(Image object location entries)
════

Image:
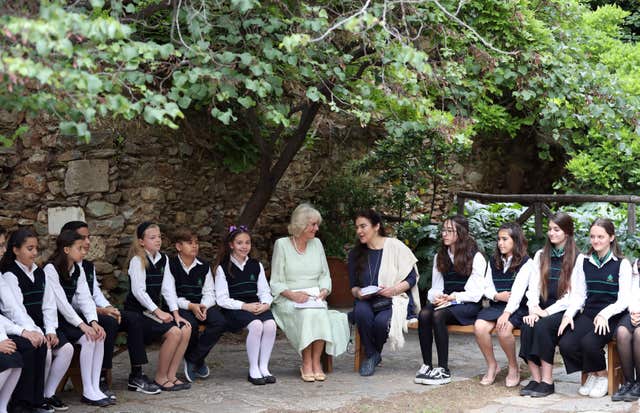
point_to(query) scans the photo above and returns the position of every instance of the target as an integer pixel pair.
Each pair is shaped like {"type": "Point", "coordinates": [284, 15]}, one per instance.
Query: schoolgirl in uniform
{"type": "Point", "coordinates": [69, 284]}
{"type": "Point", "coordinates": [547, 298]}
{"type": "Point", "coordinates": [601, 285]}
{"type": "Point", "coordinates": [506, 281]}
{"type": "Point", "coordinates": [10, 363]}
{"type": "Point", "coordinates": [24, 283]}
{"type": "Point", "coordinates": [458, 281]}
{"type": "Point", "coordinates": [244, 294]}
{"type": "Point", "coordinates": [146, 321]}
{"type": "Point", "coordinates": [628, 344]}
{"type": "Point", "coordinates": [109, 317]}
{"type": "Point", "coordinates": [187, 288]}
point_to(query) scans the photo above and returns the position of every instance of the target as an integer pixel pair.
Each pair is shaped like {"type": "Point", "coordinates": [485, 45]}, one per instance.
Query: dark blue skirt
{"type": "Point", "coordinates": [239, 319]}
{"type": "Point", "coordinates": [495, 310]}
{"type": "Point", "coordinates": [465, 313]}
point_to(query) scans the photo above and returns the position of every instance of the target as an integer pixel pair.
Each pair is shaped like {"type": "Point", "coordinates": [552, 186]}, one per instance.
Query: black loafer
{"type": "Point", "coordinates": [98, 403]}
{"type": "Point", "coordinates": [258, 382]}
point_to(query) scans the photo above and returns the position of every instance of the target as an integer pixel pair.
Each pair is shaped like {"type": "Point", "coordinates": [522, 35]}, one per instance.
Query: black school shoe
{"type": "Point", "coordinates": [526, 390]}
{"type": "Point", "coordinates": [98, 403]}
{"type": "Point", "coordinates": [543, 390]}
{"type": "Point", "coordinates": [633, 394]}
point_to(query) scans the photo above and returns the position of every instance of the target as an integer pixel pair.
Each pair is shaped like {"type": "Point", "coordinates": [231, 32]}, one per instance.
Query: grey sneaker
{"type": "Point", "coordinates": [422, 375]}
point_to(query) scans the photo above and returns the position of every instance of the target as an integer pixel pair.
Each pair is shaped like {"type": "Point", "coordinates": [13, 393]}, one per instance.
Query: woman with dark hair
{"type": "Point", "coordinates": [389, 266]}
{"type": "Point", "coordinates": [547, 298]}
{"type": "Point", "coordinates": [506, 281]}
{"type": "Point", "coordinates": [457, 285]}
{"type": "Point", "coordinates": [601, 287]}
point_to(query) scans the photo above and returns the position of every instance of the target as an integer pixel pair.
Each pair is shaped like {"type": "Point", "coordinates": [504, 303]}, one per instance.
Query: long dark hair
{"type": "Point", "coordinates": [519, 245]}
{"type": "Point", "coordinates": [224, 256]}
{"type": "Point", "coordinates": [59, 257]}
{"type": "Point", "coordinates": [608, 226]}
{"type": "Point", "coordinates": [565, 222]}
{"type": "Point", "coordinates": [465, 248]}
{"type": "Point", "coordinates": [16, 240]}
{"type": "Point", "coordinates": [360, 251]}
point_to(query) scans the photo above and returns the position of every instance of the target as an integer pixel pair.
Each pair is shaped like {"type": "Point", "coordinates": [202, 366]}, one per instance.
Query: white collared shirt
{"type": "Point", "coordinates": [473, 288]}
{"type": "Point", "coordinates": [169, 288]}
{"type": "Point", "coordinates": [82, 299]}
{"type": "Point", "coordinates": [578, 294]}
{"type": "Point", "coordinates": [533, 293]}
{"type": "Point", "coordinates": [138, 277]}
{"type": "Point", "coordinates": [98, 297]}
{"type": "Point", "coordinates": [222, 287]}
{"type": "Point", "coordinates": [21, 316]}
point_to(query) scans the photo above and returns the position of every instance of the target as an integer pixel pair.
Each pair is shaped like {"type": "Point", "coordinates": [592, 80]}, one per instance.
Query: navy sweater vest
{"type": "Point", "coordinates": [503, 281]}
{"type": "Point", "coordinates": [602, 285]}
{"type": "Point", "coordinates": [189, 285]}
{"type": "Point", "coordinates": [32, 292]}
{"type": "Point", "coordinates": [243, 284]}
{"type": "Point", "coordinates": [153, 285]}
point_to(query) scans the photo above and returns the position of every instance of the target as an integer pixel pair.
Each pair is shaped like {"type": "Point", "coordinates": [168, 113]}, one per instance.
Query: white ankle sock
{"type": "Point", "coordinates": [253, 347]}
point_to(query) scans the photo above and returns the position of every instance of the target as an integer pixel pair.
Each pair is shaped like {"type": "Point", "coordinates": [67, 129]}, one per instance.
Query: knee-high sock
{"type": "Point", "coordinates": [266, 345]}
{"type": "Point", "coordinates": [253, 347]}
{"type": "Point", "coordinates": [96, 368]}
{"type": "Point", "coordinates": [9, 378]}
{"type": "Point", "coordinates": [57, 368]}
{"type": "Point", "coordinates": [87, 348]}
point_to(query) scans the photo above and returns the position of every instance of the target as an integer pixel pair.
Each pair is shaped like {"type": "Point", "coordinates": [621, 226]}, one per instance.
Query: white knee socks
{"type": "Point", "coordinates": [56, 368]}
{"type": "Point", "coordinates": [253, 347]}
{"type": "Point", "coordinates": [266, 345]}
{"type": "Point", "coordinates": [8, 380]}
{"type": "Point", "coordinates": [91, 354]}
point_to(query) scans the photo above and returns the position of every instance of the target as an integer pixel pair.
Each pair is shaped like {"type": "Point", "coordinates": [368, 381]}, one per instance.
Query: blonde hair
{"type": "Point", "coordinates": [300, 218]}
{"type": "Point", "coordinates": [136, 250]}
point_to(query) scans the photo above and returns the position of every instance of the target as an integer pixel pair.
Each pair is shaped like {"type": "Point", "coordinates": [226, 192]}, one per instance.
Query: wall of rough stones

════

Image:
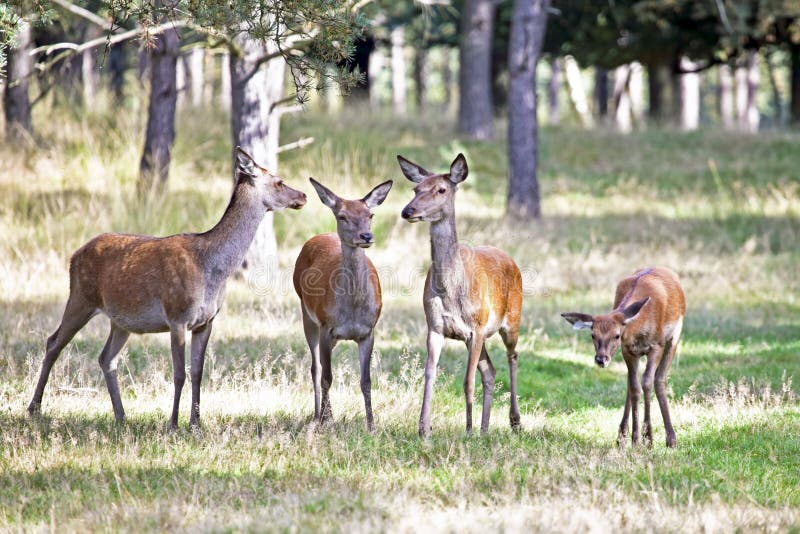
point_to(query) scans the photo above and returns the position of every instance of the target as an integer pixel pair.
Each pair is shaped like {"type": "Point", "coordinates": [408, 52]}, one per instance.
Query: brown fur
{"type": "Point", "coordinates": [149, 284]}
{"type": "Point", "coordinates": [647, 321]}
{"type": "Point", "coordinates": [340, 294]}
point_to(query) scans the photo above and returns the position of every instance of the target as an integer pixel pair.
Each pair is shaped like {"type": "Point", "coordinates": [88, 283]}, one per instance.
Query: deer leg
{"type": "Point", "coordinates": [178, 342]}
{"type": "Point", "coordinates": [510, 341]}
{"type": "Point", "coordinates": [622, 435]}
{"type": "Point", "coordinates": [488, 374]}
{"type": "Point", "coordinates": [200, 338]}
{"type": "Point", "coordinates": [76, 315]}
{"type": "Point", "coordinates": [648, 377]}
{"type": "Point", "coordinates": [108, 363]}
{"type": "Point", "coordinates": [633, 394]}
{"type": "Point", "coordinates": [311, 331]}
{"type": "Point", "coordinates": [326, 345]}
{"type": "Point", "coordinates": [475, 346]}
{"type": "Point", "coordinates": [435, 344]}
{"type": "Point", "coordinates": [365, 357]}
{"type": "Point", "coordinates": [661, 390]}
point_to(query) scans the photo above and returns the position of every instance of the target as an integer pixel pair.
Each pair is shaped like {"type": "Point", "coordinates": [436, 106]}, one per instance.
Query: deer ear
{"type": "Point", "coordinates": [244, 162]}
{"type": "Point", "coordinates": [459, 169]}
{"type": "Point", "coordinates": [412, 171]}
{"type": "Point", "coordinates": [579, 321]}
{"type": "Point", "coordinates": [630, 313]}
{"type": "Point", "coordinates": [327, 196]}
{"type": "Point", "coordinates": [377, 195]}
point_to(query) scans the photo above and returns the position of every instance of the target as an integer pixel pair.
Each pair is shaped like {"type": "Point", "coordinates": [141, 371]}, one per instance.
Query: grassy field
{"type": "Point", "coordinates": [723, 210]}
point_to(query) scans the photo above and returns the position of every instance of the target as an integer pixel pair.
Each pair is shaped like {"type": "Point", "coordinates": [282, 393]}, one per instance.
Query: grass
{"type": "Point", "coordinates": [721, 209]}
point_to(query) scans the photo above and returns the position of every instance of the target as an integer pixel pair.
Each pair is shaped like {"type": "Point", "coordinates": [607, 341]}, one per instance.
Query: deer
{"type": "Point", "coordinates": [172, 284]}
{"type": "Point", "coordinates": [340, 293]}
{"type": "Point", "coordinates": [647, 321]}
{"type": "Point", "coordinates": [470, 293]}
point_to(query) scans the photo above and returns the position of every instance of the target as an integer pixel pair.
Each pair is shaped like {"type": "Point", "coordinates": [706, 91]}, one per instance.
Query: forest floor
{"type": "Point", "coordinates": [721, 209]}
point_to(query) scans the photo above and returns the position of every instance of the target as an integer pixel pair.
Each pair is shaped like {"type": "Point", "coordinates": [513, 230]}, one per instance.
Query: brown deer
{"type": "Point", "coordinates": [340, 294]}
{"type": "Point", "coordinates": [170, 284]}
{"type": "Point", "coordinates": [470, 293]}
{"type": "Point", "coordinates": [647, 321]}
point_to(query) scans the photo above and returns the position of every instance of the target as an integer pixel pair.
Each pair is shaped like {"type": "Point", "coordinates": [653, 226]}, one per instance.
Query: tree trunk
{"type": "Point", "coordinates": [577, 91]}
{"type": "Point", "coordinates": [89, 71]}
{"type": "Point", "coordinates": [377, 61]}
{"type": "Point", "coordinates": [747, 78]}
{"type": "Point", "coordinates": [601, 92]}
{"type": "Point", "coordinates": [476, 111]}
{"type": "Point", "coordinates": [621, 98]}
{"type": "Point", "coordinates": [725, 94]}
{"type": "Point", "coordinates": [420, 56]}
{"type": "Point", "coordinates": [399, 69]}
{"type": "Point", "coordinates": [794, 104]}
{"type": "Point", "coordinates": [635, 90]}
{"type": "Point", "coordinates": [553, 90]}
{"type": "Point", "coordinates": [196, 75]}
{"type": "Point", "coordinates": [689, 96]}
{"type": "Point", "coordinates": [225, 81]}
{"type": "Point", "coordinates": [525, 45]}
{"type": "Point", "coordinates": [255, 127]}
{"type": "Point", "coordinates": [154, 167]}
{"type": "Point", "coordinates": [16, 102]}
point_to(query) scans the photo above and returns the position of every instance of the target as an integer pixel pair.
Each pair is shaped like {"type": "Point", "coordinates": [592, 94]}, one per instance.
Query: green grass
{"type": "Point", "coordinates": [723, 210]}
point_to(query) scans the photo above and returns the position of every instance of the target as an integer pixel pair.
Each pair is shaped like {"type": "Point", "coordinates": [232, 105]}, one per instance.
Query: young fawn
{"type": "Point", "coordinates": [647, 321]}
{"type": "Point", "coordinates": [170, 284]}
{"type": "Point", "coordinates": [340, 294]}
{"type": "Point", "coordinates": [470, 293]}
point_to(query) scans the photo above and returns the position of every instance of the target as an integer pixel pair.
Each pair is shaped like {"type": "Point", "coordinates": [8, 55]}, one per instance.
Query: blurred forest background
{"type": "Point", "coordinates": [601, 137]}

════

_Task goal:_ State how many lines of the material above contain the string "hair". Count only matches with the same case, and reply with the number alone.

_Solution:_ 3